═══ Dati forniti

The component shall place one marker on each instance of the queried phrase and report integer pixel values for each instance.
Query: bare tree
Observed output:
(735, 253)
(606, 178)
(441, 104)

══════

▶ Consegna:
Ripeti tali e quali tutti i record qui sopra, senza cambiare niente.

▶ Esercizio svolto:
The component shall place one marker on each instance of the queried phrase and report integer pixel values for each instance.
Query: bare tree
Observed output:
(735, 253)
(606, 178)
(441, 104)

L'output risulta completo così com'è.